PROBLEM DESCRIPTION:
Your task is to repeat the entries word for word while leaving out the pictures.

(Object point labels)
########

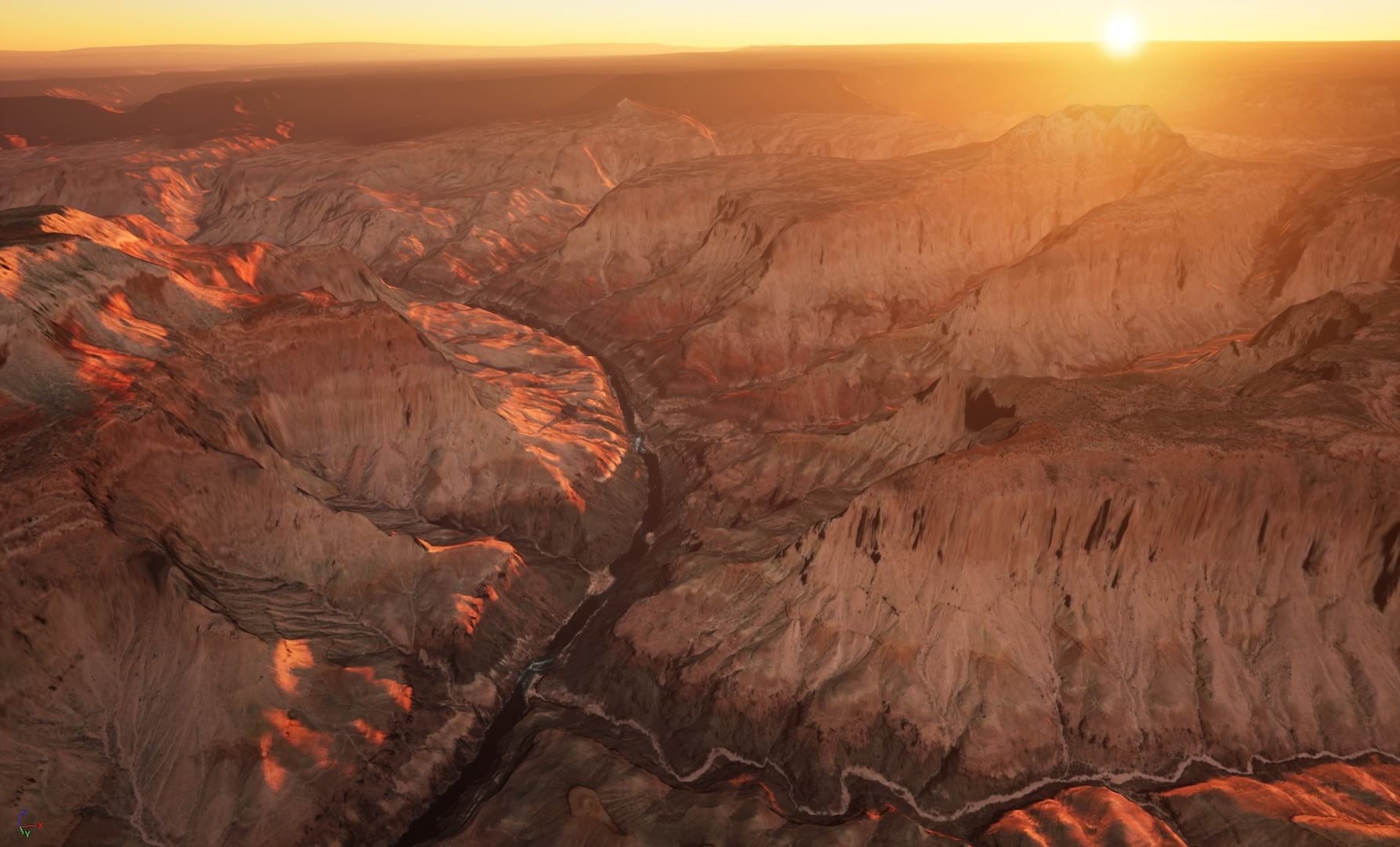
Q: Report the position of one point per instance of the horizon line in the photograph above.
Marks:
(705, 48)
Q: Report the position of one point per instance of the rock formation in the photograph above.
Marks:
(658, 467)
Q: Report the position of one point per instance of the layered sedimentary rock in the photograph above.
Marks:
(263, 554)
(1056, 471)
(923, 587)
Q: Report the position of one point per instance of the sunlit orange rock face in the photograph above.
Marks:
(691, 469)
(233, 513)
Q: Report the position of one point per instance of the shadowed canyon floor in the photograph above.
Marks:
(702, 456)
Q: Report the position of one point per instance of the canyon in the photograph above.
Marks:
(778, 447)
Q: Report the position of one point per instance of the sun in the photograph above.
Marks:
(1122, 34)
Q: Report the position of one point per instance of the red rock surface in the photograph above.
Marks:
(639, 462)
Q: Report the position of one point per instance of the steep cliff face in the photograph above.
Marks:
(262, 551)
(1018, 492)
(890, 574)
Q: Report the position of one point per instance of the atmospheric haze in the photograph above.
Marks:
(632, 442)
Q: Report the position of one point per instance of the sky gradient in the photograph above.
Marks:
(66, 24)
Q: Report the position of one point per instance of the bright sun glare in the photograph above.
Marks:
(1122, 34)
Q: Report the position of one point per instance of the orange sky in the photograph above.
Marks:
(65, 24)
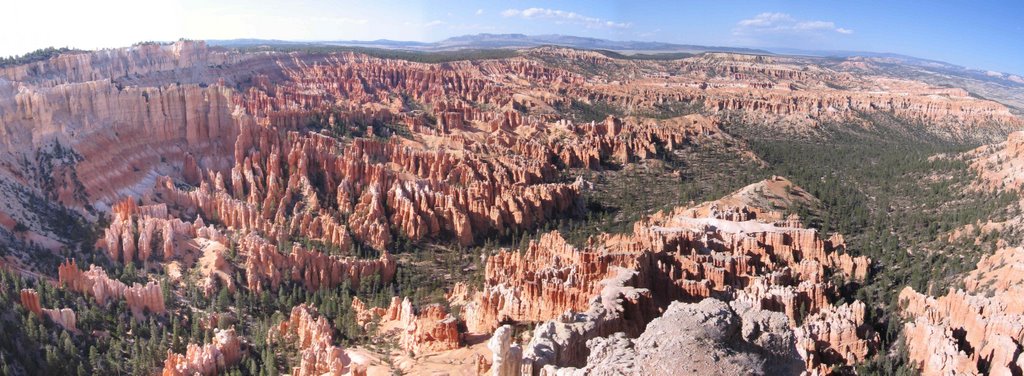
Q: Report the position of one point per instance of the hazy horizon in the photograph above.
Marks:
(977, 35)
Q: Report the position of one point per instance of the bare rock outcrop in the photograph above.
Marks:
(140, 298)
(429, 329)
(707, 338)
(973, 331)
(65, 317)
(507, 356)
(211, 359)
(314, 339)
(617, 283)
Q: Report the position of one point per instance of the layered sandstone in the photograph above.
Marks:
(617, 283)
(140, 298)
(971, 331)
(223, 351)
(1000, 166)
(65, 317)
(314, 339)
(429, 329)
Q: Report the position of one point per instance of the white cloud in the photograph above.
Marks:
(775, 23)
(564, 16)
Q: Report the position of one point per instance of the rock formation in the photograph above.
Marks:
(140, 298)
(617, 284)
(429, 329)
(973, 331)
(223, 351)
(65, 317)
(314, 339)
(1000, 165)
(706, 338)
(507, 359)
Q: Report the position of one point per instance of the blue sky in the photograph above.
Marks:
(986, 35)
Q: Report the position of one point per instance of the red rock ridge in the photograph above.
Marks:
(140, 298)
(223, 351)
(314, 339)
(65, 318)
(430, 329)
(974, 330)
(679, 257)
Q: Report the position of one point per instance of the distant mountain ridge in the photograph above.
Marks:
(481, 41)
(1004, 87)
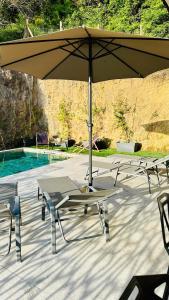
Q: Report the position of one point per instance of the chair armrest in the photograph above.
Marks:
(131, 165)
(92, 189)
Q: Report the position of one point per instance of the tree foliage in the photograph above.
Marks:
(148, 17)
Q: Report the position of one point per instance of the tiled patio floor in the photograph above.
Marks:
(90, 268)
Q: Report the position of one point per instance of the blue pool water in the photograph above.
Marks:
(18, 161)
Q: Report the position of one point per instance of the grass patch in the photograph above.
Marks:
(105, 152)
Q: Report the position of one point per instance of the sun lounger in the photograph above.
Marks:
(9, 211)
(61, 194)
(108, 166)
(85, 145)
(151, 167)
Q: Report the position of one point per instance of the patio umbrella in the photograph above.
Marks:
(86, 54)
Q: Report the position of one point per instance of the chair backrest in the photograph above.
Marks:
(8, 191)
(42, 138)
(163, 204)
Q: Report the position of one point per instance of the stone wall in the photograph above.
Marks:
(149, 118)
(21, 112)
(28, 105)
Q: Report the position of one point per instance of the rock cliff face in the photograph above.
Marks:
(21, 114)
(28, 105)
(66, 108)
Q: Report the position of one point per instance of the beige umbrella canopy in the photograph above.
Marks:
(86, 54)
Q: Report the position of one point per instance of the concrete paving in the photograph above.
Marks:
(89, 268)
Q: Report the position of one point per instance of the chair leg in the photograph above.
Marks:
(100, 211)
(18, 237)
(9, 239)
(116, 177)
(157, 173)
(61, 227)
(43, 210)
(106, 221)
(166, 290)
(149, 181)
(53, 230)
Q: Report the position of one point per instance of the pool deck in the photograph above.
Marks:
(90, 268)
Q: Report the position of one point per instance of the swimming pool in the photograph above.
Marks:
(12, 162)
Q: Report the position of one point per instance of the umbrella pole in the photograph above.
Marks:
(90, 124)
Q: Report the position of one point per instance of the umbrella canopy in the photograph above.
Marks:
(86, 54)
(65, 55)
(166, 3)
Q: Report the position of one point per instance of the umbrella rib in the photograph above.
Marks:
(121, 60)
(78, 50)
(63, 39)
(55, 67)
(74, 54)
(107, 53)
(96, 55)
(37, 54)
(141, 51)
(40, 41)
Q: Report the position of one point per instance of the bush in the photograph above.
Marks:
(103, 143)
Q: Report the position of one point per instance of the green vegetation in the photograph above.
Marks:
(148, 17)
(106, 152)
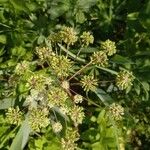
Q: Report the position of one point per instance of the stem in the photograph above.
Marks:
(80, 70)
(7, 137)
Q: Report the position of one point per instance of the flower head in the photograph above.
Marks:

########

EXPECTED OUTPUT:
Q: Report the position of one point per instance of the horizon line in the photograph above.
Marks:
(705, 48)
Q: Report the position of one point per instance of the rock formation in the photograph above.
Marks:
(658, 467)
Q: Report the position of one point per instance of the layered sedimentary rock in the photograph above.
Marks:
(263, 554)
(1056, 471)
(923, 587)
Q: Report the position of one point per instance of the sunlit orange rock face in the photograph above.
Marks:
(691, 469)
(233, 513)
Q: Report the position of one point per instance of the shadowed canyon floor in the photograph above.
Marks:
(702, 456)
Q: Report the position of one point per instance of the canyon in the photograph above.
Marks:
(778, 447)
Q: Report the position of one point per instance of the sun in the photograph above.
Marks:
(1122, 34)
Q: Report the position of one point per instance of the red rock surface in the photograph above.
Marks:
(639, 462)
Q: Report the position of one point per instance of the steep cliff face in the photograph above.
Marks:
(262, 551)
(1018, 492)
(890, 574)
Q: Report the position of one point per instance of the atmospheric haze in the photograph above.
Marks:
(632, 442)
Q: Report the position of one point per instance of the sky gradient in the photograph above.
Marks:
(66, 24)
Q: Report the position of one point per instance of the bright sun glare in the photograph above.
Marks:
(1122, 34)
Q: Report the position of one point per instance of the orange sky in the photograph above.
Marks:
(65, 24)
Q: Report the position of one point per instance of the hazy horizon in the photograph above.
Marks:
(977, 35)
Q: Report the position of one point per instance of the bare rock outcrop in the photograph above.
Marks:
(140, 298)
(429, 329)
(707, 338)
(973, 331)
(65, 317)
(507, 356)
(211, 359)
(314, 339)
(617, 283)
Q: Report the position of one point per instance of the layered sandstone in the photograph above.
Marks:
(617, 283)
(140, 298)
(971, 331)
(223, 351)
(1000, 166)
(65, 317)
(314, 339)
(429, 329)
Q: Report the position of one point per instance of the white cloud in the photograph above.
Marks:
(775, 23)
(564, 16)
Q: Report the position of one point per instance of the rock formation in the photograph above.
Marks:
(140, 298)
(617, 284)
(429, 329)
(973, 331)
(223, 351)
(65, 317)
(314, 339)
(1000, 165)
(706, 338)
(507, 359)
Q: Report the position of one point per instance of the blue sky in the photograph above.
Marks:
(986, 35)
Q: Report the position of one point per instance of the red rock ridge in the photograph above.
Marks:
(140, 298)
(223, 351)
(314, 339)
(65, 318)
(430, 329)
(974, 330)
(679, 257)
Q: Report the position of one point per instance of the distant mountain ridge in the photograph above.
Marks:
(481, 41)
(1004, 87)
Q: Report the position of one point per instance of the chair armrest in the photograph above.
Marks:
(131, 165)
(92, 189)
Q: Report the position of one point per instance of the tree foliage in the photograph above.
Marks:
(148, 17)
Q: Report the position of one point per instance of the tiled patio floor in the photograph above.
Marks:
(90, 268)
Q: Report the position of one point per instance of the blue pool water in the photograph above.
Marks:
(18, 161)
Q: Report the position of one point per instance of the grass patch in the photograph above.
Marks:
(105, 152)
Q: Report the position of one point per instance of the sun lounger in the photograph above.
Marks:
(9, 211)
(61, 194)
(108, 166)
(85, 145)
(151, 167)
Q: Report the position of one point per instance of the patio umbrella in the photograph above.
Marks:
(86, 54)
Q: Report the position of one point per instance of the chair backrest in the photograph above.
Marks:
(8, 191)
(42, 138)
(163, 204)
Q: Report the position of one point per instance of the stone wall in the photograph above.
Marks:
(149, 118)
(21, 112)
(28, 105)
Q: Report the position of one point per instance of the rock cliff face in the photograph above.
Marks:
(21, 114)
(28, 105)
(66, 108)
Q: Report the position of one point per instance of the beige umbrella canopy in the photograph above.
Marks:
(86, 54)
Q: Report the position of one point per instance of the concrete paving in the photograph above.
Marks:
(89, 268)
Q: Report the position of one point per instance of the chair leg in the photograph above.
Marks:
(100, 211)
(18, 237)
(9, 239)
(116, 177)
(157, 173)
(61, 227)
(43, 210)
(106, 221)
(166, 290)
(149, 181)
(53, 230)
Q: Report the position of one point per instance of the pool deck in the photograph above.
Marks:
(90, 268)
Q: Report the position of one point per instance of the swimming pool in the photograph above.
Marks:
(12, 162)
Q: Report the position of one point per instance of the umbrella pole in the photograph above.
Marks:
(90, 124)
Q: Report the position of one point per instance of the umbrella canopy in the photograph above.
Marks:
(86, 54)
(65, 55)
(166, 3)
Q: Report the position of one point per instance of the umbrella rib in the photograph above.
Marks:
(121, 60)
(78, 50)
(63, 39)
(55, 67)
(74, 54)
(107, 53)
(96, 55)
(37, 54)
(141, 51)
(40, 41)
Q: Report the position of one point per instance of the bush in the photograph above.
Marks:
(103, 143)
Q: Report the position of one point per instance of the green vegetation in the photograph above.
Marks:
(148, 17)
(106, 152)
Q: Report the position of one point per instance of the stem in the photograph above.
Marks:
(80, 70)
(7, 137)
Q: Report the position of one point per instance of the flower head in the photograph above.
Marks:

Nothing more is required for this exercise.